## EXTRACTED TEXT:
☆ ☆ ☆ ☆
The Center of balance?

still learning

Senior Master
Joined
Nov 8, 2004
Messages
3,749
Reaction score
48
Hello, Where do you feel is your center of balance or center point?

We have being taught our center of balance or center of our body is two inches below the belly button and two inches inside. If you are able grab the center? ...you will be able to spin the body like a propeller.

Where do you feel is your center of balance? and have you been taught it is else where?

"I once balance on a ball....then had a fall...today one now balance on two feet and still have his two ball's (ever try balancing on two balls?)....Aloha
 
Hello, Where do you feel is your center of balance or center point?

I don't have the sense of my center of balance being in one very localized region of space... in fact there isn't any particular area that feels as if it's the crucial part of balance, for me. Balance feels like as though it's determined over a much larger, more diffuse volume of space, not some `point'.
 
The point of balance is that point where most of your weight shifts from being inside your base, to being outside it.

Effectively, this usually means that once your belly button goes over your toes, you are off balance and will either fall or have to step forwards.
 
Yes, the body's "center" and "center of balance" is located at the area you described. In Chinese, this is the dantien. In Japanese it is the tanden.
 
I don't have the sense of my center of balance being in one very localized region of space... in fact there isn't any particular area that feels as if it's the crucial part of balance, for me. Balance feels like as though it's determined over a much larger, more diffuse volume of space, not some `point'.

One day you will understand this differently....try learning JUDO or Akido, or any throwing art....you will understand the "center of balance ".

Everyone has a center...for a child to walk...they are learning how to balance in each step, as they practice...it becomes natual.

Learning how to balance in fighting skills use in martial arts is like a child learning to walk....it comes with practice and more practice...Aloha
 
One day you will understand this differently....try learning JUDO or Akido, or any throwing art....you will understand the "center of balance ".

Everyone has a center...for a child to walk...they are learning how to balance in each step, as they practice...it becomes natual.
☆ ☆ ☆ ☆
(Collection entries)
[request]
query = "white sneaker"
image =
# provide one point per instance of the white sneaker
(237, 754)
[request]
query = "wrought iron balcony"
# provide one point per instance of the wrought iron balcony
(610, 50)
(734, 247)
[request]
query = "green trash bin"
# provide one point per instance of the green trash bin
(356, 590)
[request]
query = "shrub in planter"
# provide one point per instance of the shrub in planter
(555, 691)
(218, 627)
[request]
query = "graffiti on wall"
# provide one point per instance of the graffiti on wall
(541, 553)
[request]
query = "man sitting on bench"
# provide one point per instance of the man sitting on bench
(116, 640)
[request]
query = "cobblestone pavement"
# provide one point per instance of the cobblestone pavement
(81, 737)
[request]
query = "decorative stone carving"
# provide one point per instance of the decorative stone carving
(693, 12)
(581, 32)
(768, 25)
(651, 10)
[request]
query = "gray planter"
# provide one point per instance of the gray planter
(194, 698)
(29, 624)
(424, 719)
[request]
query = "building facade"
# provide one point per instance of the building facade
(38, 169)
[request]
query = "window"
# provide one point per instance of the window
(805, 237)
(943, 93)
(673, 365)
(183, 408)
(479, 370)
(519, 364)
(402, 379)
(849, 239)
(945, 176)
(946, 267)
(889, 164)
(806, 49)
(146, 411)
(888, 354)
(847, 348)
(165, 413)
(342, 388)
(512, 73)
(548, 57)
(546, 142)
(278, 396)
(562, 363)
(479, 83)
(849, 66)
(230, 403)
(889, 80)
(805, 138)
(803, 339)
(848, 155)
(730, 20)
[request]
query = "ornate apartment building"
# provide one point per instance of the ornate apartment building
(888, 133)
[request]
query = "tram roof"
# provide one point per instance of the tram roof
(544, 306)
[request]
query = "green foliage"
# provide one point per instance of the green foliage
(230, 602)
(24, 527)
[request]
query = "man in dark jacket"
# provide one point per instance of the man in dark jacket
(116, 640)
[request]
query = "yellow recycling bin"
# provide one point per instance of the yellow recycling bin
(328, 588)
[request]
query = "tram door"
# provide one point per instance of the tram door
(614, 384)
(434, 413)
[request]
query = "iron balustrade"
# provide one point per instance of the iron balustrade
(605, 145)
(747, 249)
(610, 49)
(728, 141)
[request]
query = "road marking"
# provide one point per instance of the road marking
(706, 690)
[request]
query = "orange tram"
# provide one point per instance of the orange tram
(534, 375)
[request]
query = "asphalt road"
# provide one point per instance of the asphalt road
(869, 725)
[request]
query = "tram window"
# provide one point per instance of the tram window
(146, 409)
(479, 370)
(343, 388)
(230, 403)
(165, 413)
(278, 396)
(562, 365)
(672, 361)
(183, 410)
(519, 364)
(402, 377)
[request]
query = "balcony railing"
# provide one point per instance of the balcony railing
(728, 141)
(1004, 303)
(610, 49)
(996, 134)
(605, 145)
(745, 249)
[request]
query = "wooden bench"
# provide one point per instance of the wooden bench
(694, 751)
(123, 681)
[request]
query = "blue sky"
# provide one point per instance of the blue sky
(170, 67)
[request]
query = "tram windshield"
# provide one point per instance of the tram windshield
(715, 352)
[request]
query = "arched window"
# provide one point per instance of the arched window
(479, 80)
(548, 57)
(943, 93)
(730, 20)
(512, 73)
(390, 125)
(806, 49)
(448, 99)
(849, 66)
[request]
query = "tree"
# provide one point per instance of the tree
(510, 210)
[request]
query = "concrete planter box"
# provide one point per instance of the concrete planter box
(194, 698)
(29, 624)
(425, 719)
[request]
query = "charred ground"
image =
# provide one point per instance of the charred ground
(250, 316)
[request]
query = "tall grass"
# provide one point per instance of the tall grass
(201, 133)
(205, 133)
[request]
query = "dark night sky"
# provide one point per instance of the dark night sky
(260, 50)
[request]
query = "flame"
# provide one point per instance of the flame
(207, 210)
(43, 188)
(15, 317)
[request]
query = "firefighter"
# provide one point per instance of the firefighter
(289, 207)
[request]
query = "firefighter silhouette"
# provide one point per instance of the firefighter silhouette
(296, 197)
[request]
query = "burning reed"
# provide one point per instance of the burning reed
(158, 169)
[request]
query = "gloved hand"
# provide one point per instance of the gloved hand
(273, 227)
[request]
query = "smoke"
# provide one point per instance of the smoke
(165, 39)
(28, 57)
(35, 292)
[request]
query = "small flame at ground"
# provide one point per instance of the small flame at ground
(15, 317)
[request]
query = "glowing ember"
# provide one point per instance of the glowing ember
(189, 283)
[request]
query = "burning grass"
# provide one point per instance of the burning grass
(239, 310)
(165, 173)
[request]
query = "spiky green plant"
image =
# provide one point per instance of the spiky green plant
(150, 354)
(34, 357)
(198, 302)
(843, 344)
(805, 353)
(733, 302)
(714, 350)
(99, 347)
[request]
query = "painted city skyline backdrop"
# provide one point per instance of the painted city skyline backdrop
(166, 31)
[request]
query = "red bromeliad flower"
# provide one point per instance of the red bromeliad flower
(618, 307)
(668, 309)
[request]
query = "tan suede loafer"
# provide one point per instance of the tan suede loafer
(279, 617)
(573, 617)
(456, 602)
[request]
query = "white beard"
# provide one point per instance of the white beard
☆ ☆ ☆ ☆
## OBJECTIVE 1:
Can you write out the forum thread on the center of balance, everything from "The Center of" down to "like a propeller."?
## OBJECTIVE 2:
What comes next in the forum thread on the center of balance? Write a continuation that picks up after its last line.

## EXPECTED ANSWER 1:
The Center of balance?

still learning

Senior Master
Joined
Nov 8, 2004
Messages
3,749
Reaction score
48
Hello, Where do you feel is your center of balance or center point?

We have being taught our center of balance or center of our body is two inches below the belly button and two inches inside. If you are able grab the center? ...you will be able to spin the body like a propeller.

## EXPECTED ANSWER 2:
Learning how to balance in fighting skills use in martial arts is like a child learning to walk....it comes with practice and more practice...Aloha

When a child learns to walk, he just leans forward and when he starts to fall he puts his foot out to stop himself, which is how most people walk. When you learn about balance, as in Aikido, Judo or other throwing arts you learn to move from your "center" and not lean forward. Then again, you also learn how to fall in case you misplace your center or have it taken away from you. :)
 
Yes, the body's "center" and "center of balance" is located at the area you described. In Chinese, this is the dantien. In Japanese it is the tanden.

Yep, that's what I was going to say. But I didn't know the Japanese term for it. You must learn to utilize it though.
 
One day you will understand this differently....try learning JUDO or Akido, or any throwing art....you will understand the "center of balance ".

Everyone has a center...for a child to walk...they are learning how to balance in each step, as they practice...it becomes natual.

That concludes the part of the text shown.